:: Entries ::

· · · ·

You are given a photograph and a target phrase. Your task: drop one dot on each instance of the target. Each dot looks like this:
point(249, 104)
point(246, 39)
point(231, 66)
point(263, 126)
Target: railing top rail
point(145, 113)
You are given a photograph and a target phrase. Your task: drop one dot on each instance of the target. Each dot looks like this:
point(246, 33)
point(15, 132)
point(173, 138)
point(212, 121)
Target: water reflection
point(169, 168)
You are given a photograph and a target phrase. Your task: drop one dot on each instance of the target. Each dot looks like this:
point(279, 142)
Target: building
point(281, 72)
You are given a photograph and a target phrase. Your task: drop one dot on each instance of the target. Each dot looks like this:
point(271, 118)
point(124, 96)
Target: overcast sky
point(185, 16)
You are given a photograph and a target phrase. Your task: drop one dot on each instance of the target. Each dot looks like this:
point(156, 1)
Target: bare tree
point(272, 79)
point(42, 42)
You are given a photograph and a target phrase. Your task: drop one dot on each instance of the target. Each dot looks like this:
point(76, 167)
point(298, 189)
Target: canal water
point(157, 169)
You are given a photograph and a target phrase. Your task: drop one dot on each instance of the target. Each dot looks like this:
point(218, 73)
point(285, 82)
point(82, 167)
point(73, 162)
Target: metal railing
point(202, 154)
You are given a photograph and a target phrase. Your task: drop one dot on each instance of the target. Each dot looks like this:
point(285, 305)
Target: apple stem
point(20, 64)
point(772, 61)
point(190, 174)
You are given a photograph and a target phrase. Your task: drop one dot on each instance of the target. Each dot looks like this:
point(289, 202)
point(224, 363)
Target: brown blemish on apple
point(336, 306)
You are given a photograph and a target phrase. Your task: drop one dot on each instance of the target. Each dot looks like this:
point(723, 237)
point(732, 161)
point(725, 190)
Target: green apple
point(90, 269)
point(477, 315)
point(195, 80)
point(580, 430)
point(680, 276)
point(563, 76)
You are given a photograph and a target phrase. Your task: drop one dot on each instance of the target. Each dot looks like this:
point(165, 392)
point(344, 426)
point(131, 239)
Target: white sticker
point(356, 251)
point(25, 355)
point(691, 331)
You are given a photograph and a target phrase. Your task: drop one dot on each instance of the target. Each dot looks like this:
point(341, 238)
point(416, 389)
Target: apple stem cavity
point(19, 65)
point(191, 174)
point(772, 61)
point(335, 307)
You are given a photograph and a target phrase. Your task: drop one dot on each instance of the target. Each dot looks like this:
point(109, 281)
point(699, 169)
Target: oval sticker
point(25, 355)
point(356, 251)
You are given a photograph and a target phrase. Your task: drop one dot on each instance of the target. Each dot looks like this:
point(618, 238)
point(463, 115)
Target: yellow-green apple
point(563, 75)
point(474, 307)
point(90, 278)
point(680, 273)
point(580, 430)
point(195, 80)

· · · ·

:: Required task ::
Reproduce the entries verbatim, starting at their very first line and ending at the line that contains "point(145, 113)", with both of those lines included.

:: Task response ::
You are given a photograph and a target phrase. Your task: drop one dot on each instance of the target. Each dot looks like this:
point(249, 104)
point(246, 39)
point(231, 66)
point(263, 126)
Target: railing top rail
point(145, 113)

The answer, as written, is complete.